> _INSTRUCTION_: Without the images, write out all of the following entries exactly.

(Records from a point labeling set)
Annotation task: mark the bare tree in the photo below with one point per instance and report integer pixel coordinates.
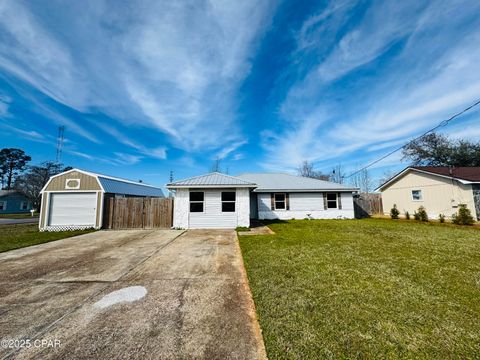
(307, 170)
(337, 174)
(216, 166)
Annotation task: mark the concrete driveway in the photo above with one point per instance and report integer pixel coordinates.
(29, 220)
(160, 294)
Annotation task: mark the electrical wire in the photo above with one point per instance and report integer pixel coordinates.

> _FULL OUTPUT_:
Annotation task: mark the bare tree in the photo below with one point per instance and report integer pixel coordinates.
(307, 170)
(337, 174)
(216, 166)
Annotation task: mark the concrete driveway in the photo above with one point per instance and report integer pixel coordinates.
(29, 220)
(160, 294)
Annotation task: mark the electrical wire in the photo above with one point per instance and report integer pixel coordinates.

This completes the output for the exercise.